(Goal of the exercise):
Please rewrite the records below as a numbered list, leaving out any blank lines.

----- Data provided

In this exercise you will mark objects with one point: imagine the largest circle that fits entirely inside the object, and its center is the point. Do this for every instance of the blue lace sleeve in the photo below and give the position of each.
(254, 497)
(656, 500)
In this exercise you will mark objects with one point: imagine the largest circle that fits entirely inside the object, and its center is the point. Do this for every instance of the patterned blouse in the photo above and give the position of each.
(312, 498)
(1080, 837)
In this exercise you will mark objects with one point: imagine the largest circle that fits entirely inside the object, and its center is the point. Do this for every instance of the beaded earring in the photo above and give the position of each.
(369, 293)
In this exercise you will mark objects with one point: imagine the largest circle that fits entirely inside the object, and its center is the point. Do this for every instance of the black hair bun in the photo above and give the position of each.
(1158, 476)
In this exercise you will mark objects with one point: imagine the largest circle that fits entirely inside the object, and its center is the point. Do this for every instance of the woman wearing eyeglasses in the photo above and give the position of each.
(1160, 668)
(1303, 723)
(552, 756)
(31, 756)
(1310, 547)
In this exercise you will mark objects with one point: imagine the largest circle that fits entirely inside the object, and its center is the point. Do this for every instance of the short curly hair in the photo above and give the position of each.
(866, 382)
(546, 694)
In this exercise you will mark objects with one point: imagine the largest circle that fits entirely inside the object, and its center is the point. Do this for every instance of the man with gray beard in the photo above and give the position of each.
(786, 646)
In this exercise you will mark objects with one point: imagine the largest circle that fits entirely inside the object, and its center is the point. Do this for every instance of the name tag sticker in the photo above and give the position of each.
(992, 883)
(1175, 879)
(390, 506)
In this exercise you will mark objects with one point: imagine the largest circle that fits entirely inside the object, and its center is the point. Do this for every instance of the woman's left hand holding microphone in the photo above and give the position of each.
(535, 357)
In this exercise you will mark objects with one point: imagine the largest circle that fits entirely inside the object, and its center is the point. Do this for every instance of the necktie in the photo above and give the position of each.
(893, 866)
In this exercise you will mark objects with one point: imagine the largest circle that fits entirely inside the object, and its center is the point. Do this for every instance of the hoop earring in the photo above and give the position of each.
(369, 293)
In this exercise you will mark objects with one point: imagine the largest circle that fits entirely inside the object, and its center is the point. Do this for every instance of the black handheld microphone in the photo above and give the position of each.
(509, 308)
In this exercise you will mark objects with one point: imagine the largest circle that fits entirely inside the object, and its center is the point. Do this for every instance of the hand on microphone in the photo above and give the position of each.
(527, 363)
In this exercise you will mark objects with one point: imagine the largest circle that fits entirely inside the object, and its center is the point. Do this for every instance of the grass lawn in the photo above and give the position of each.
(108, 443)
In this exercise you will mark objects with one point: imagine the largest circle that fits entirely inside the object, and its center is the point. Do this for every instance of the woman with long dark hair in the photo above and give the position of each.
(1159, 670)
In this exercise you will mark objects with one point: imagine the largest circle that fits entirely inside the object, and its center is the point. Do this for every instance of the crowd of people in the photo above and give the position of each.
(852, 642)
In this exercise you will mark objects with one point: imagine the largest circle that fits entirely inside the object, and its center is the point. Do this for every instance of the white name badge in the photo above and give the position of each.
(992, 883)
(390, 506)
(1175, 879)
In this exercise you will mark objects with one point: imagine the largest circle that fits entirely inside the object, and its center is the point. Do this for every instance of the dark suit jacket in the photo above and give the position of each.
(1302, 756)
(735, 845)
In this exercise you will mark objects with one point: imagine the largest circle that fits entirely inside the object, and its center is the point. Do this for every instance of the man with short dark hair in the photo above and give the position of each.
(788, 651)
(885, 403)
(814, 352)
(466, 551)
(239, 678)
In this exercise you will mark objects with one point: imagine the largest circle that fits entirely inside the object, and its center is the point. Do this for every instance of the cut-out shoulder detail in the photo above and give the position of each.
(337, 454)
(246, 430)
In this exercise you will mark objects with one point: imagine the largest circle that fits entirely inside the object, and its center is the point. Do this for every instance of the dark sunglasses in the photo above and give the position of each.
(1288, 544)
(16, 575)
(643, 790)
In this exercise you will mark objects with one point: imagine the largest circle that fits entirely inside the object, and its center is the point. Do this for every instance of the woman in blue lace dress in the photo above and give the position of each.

----------

(Exercise result):
1. In this exercise you will mark objects with one point: imagine the largest circle that fits entirely inside the object, and its center is the point. Do this for every instance of the blue lace sleeve in the photo below and give the position of each.
2. (254, 497)
3. (656, 500)
4. In this exercise you will mark objects with one point: imagine the largest circle that fits entirely inside the object, and its center is the point. Do this for every instance of the patterned blouse in the photo above and give the position of each.
5. (312, 498)
6. (1080, 837)
7. In this exercise you will mark objects with one point: imagine the largest circle that fits entirely inside the object, and its center is the point. Do this for every instance of the beaded earring in the photo above and give the position of each.
8. (369, 293)
9. In this exercise you will mark objects with one point: imagine the largest circle that fits entirely inside the object, and its center is the point. Do this for every instance of the black hair bun in the photo above and give the position of each.
10. (1158, 476)
11. In this exercise you will mark objects with one point: imagine the largest circle that fits entirely inside the object, and its center is the point. Do this for every instance of the woman wearing eyeglasses in the photo above and give the position of each.
12. (1160, 668)
13. (1303, 723)
14. (552, 756)
15. (31, 756)
16. (1310, 547)
17. In this exercise you will mark objects with one point: imagine the largest circle that fits entirely inside the object, and its center is the point. Do this for every instance of the short curly hair in the photo above and give the position of each.
18. (866, 382)
19. (546, 694)
20. In this exercise you will mark objects with one point: imagine the largest circle that fits entirely inside the object, and its center is the point. Do this for every instance of the man with gray beard in the photo above and give the position of each.
21. (786, 646)
22. In this exercise you will mark objects with one point: imagine the largest circle that fits entirely inside the object, and its center is the point. Do this for every instance of the name tag sticker in the photo above and give the position of each.
23. (992, 883)
24. (1175, 879)
25. (390, 506)
26. In this exercise you will mark objects with one point: imagine the largest circle that fits entirely inside the object, and its center is the point. Do this for every instance of the woman's left hand holding microphone in the photo above and give the position of each.
27. (535, 357)
28. In this exercise you will mark objects with one point: imagine the largest circle that fits entirely inside the object, and its center is the point. Do this for every instance of the necktie in the photo above and give the position of each.
29. (893, 866)
30. In this exercise you will mark objects with one point: imagine the largest circle that fits entirely inside the object, and its center is the point. Do this for every instance of the hoop earring in the photo above and give the position of each.
31. (369, 293)
32. In this exercise you will mark objects with one point: imagine the largest circle that fits entirely inside the object, and its center is the point. Do this for every instance of the black handheld microphone in the photo above and give the position of each.
33. (509, 308)
34. In this exercise you will mark objects with one point: imagine the largest circle that fits entirely inside the object, and its center is the point. Do this for every instance of the hand on microphone in the photo above and give the position of each.
35. (527, 363)
36. In this exercise you will mark objects with one point: imagine the largest circle that fits entirely inside the object, and its center is the point. Do this for every instance of the grass lawn in the photo above and give the position of each.
37. (108, 443)
38. In this exercise you will mark objects with one point: imagine the largest circle that fits entirely inside the object, and its center is the point. Do this for every instance of the woman with long dark hair in the photo above and give the position of each.
39. (1159, 670)
40. In this exercise you will mark objects with one point: imagine the largest circle that fits entirely inside the object, and its center is the point. Do this for every instance of the crowd of people in the photo above and give the position of each.
41. (852, 642)
42. In this exercise you will mark objects with one point: imagine the largest circle that fits entirely inside the object, and its center is the point. Do this for every instance of the white name badge in the photo above and give the position of each.
43. (992, 883)
44. (390, 506)
45. (1175, 879)
46. In this exercise you will mark objects with one point: imagine the largest circle that fits entirely inside the object, and its center is the point. Do this for every instance of the dark suit jacket in the photo above and give the position of each.
47. (1302, 756)
48. (735, 845)
49. In this exercise you will mark objects with one point: imagine the largest circle that fits entirely inside the object, and its center is the point. Do this for every instance of the man with short dark hair in the photo above and give the position of each.
50. (788, 651)
51. (885, 403)
52. (814, 352)
53. (466, 551)
54. (239, 678)
55. In this exercise you will mark objects with one point: imagine the largest circle that fits entirely inside the object, and its center is the point. Do this for every instance of the cut-out shoulder detail in the photo above and give the position of each.
56. (337, 454)
57. (246, 430)
58. In this exercise you will mark objects with one point: imagine the largest circle that fits entirely inside the object, and its center is the point. Do this for every instance of the dark sunglasses in the photo above and give the position of each.
59. (1288, 544)
60. (16, 575)
61. (643, 790)
62. In this exercise you will mark objects with one point: imagine the largest circle that fits entirely inside the object, and its center is the point. Do this for every instance of the woman in blue lace dress in the photo above and give the position of each.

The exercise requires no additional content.